Can you change every "dirt trail" in the rows below to "gravel path" and leave the rest as it is?

* SUPPLIED RECORDS *
————
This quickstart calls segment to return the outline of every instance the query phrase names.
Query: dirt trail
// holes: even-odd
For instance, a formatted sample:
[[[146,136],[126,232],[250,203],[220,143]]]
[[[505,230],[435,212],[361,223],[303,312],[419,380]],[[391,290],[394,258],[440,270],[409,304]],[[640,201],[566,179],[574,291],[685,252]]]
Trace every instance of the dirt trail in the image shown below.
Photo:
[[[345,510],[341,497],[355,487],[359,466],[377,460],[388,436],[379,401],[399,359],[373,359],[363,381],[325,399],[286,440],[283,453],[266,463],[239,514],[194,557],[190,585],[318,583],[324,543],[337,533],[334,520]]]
————
* PROBLEM SOLUTION *
This quickstart calls segment to return the outline of every instance the query phrase names.
Query: gravel path
// holes: even-odd
For instance, a formatted sample:
[[[146,136],[126,232],[250,203],[220,143]]]
[[[505,230],[435,212],[361,223],[303,312],[419,380]],[[391,290],[394,258],[440,270],[409,304]],[[640,201],[566,179],[574,291],[685,252]]]
Trace every instance of the gravel path in the image shown below.
Photo:
[[[345,510],[341,497],[355,487],[359,466],[377,460],[388,436],[379,401],[399,359],[373,359],[363,381],[325,399],[286,440],[283,453],[266,463],[239,514],[194,557],[190,585],[318,583],[324,543],[337,533],[334,520]]]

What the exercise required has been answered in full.